→ WRITTEN INSTRUCTION
Can you write out all the rows below again, replacing every "even-odd rule" with "nonzero winding rule" and leaving everything else unchanged?

Saved entries
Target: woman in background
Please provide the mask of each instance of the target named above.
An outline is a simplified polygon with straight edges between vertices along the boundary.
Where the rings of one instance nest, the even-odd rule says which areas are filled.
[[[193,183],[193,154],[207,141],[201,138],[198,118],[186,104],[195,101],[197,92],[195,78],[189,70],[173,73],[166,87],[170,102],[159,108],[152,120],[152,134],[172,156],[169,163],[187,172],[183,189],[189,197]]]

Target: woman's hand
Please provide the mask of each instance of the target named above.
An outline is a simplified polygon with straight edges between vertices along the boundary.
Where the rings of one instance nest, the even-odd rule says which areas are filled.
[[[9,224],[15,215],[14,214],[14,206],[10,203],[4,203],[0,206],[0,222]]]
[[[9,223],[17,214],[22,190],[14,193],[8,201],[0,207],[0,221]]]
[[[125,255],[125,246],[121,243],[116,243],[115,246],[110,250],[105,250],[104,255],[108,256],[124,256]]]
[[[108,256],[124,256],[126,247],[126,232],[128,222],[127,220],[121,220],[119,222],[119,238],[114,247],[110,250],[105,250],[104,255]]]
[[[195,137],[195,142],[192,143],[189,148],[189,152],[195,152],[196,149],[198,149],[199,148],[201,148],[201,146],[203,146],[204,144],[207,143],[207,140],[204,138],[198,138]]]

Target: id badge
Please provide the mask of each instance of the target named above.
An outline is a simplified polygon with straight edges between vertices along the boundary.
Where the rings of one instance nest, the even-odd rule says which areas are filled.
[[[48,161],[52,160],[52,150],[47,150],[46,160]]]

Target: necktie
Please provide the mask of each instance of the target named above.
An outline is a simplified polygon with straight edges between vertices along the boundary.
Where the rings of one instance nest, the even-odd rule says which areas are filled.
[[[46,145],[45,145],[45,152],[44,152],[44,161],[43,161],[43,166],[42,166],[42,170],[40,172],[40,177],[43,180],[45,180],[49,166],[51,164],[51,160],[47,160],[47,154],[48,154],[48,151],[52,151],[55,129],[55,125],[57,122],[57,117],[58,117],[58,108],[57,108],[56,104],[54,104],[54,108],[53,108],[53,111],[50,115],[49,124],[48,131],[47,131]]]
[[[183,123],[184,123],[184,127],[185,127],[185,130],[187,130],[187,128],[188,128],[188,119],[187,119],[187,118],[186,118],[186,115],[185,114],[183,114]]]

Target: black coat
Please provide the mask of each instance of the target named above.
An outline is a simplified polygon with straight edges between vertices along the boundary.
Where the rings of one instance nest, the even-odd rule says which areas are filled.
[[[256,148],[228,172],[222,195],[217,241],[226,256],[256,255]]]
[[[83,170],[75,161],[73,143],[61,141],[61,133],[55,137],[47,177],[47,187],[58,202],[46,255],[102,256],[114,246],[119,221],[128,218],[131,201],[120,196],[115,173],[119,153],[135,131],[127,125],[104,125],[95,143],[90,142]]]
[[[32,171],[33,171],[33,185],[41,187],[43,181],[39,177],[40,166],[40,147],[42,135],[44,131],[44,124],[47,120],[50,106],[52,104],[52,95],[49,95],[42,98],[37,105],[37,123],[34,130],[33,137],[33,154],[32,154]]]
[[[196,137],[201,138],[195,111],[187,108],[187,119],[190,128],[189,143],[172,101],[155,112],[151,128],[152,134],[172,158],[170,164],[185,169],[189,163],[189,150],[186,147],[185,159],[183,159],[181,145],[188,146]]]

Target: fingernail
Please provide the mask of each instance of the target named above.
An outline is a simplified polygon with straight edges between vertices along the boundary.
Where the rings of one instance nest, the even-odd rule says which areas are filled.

→ RIGHT ANSWER
Target: woman in background
Please provide the mask of each instance of the target named above.
An outline is a simplified polygon with straight edges between vertices along the boundary.
Where the rings of one instance nest, the nonzero winding rule says which areas are filled.
[[[193,183],[193,154],[207,141],[201,138],[198,118],[186,104],[195,101],[197,92],[195,78],[189,70],[173,73],[166,87],[170,102],[159,108],[152,120],[152,134],[172,156],[169,163],[187,172],[183,189],[189,197]]]

Target: woman's hand
Please provide the mask of each instance of the target named above.
An outline is a simplified polygon with straight edges between vertices along the boundary.
Where the rings of one instance nest, the nonzero winding rule says which areas are filled.
[[[9,224],[15,215],[14,214],[14,206],[10,203],[4,203],[0,206],[0,222]]]
[[[9,223],[17,214],[22,190],[14,193],[8,201],[0,207],[0,221]]]
[[[125,255],[125,246],[121,243],[116,243],[115,246],[110,250],[105,250],[104,255],[108,256],[124,256]]]
[[[108,256],[124,256],[126,247],[126,232],[128,222],[127,220],[121,220],[119,222],[119,238],[114,247],[110,250],[105,250],[104,255]]]
[[[195,137],[195,142],[192,143],[189,148],[189,152],[195,152],[196,149],[198,149],[199,148],[201,148],[201,146],[203,146],[204,144],[207,143],[207,140],[204,138],[198,138]]]

Target: id badge
Please provide the mask of each instance of the target named above.
An outline is a simplified polygon with straight edges between vertices along the boundary.
Where the rings of one instance nest, the nonzero winding rule says which areas are filled.
[[[48,161],[52,160],[52,150],[47,150],[46,160]]]

Target: necktie
Please provide the mask of each instance of the target named above.
An outline is a simplified polygon with straight edges between vertices along the boundary.
Where the rings of one instance nest, the nonzero winding rule says which areas are filled.
[[[46,145],[45,145],[45,152],[44,152],[44,161],[43,161],[43,166],[42,166],[42,170],[40,172],[40,177],[43,180],[45,180],[49,166],[51,164],[51,160],[47,160],[47,154],[48,154],[48,151],[52,151],[55,129],[55,125],[57,122],[57,117],[58,117],[58,108],[57,108],[56,104],[54,104],[54,108],[53,108],[53,111],[50,115],[49,124],[48,131],[47,131]]]
[[[183,123],[184,123],[184,127],[185,127],[185,130],[187,130],[187,128],[188,128],[188,119],[187,119],[187,118],[186,118],[186,115],[185,114],[183,114]]]

Target: black coat
Please provide the mask of each instance of the target named above.
An outline is a simplified polygon with straight edges between vertices along the boundary.
Where the rings of one instance nest, the nonzero winding rule says which areas are filled.
[[[256,148],[228,172],[222,195],[217,241],[226,256],[256,255]]]
[[[83,170],[75,161],[73,143],[61,141],[61,133],[55,137],[47,177],[47,187],[58,202],[46,255],[102,256],[114,246],[119,221],[128,218],[131,201],[120,196],[115,173],[119,153],[135,131],[127,125],[104,125],[95,143],[90,142]]]
[[[32,171],[33,171],[33,185],[41,187],[43,181],[39,177],[40,166],[40,147],[42,135],[44,131],[44,124],[47,120],[50,106],[52,104],[52,95],[49,95],[42,98],[37,105],[37,123],[34,130],[33,137],[33,154],[32,154]]]
[[[196,137],[201,138],[195,111],[187,108],[187,119],[190,128],[189,143],[172,101],[155,112],[151,128],[152,134],[172,158],[170,164],[185,169],[189,163],[189,150],[186,147],[185,159],[183,159],[181,145],[188,146]]]

Target: fingernail
Please provide the mask of each instance of the target named above.
An outline is a simplified polygon with straight edges between vertices along the boundary.
Where the rings of one instance nest, the nonzero winding rule says which areas are filled.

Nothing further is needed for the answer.